LISTING:

_ _ _ _ _

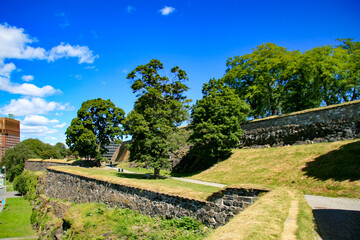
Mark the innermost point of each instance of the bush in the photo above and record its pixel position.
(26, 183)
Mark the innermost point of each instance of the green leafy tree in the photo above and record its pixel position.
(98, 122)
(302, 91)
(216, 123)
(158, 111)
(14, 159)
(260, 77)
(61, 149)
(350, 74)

_ _ _ _ _

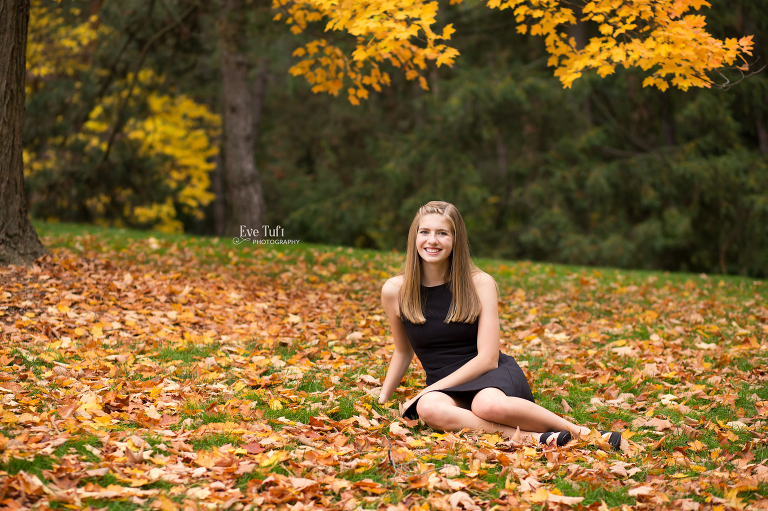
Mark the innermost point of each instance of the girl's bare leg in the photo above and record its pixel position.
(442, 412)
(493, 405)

_ _ _ _ _

INSTRUCTIONS TO FOLLOW: Count the lines in the entries above that contain the word "each", and reply with that number alone.

OUTPUT FOR THIS TASK: 3